Sección del documento —
== == ==
Último programa de "Apuntes": recorrido por sus tres años
Recorremos notas, artistas, "backstage" y momentos divertidos del programa de Señal U que fue un ...
20 DE DICIEMBRE DE 2024
La “Vendimia de la identidad” tuvo un guión pobre y un intento por impactar a toda costa. La música, sin embargo, fue su punto más alto.
Foto: Axel Lloret
Fernando G. Toledo (especial para Unidiversidad)
Publicado el 07 DE MARZO DE 2016
Toda cosecha es igual y a la vez distinta a la otra. Es cierto. Por un lado, hay una “identidad” en cada una de ellas. Si pensamos en Mendoza, hay hileras de vides, surcos, manos que atrapan los carnosos racimos de uva que sobrevivieron a la tormenta. Y hay tachos sobre los hombros y un camino de los granos hacia su transformación en el vino, que lo justifica todo. Pero también esa danza anual de la cosecha, con su celebrada constancia, tiene sus variaciones: cada cosecha es diferente a la otra y no por nada los buenos vinos imprimen su fecha de elaboración en la etiqueta. Es el mismo vino pero es distinto. Es una cosecha, pero es otra cosecha. Y de unas y otras, hay vinos mejores y hay vinos peores.
== == ==
Extracto de datos —
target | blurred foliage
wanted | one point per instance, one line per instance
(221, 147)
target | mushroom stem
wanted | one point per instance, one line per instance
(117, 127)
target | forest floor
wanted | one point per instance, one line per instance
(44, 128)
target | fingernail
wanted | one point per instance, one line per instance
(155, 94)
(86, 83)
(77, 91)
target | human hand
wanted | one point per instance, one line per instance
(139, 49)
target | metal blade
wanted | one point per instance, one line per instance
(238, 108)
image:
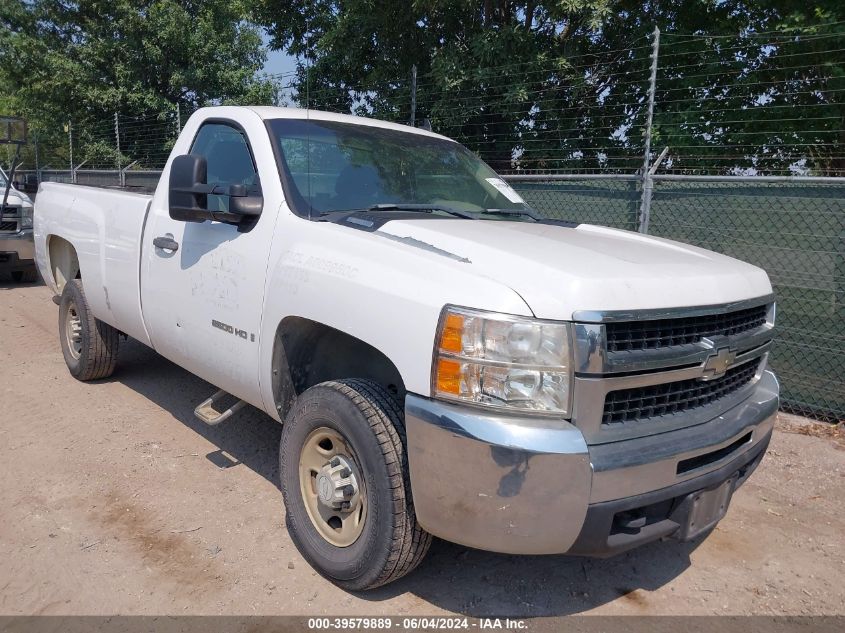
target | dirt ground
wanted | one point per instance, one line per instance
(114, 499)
== == ==
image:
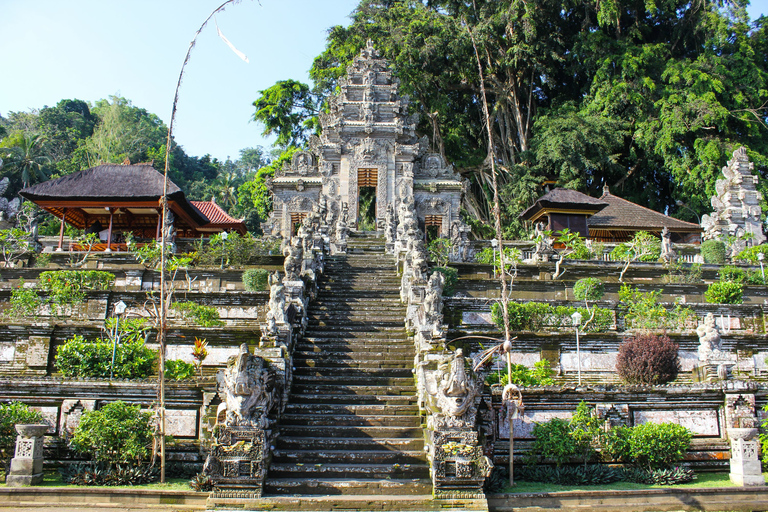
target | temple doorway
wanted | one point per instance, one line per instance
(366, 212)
== == ==
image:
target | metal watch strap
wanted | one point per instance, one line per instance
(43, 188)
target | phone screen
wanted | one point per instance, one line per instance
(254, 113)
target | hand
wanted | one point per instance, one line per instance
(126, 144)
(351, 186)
== == ==
Lista de tareas —
• A. Según la sección del documento, ¿qué fue lo más destacado de la “Vendimia de la identidad”?
• B. Por favor, indica si cada afirmación coincide con la sección del documento y cita las palabras que lo deciden: (i) la nota se publicó el 7 de marzo de 2016; (ii) los buenos vinos no llevan en la etiqueta su fecha de elaboración; (iii) la “Vendimia de la identidad” tuvo un guion sólido.

Respuestas completas —
• A. La música.

• B.
(i) Sí: “Publicado el 07 DE MARZO DE 2016”.
(ii) No: “los buenos vinos imprimen su fecha de elaboración en la etiqueta”.
(iii) No: “tuvo un guión pobre”.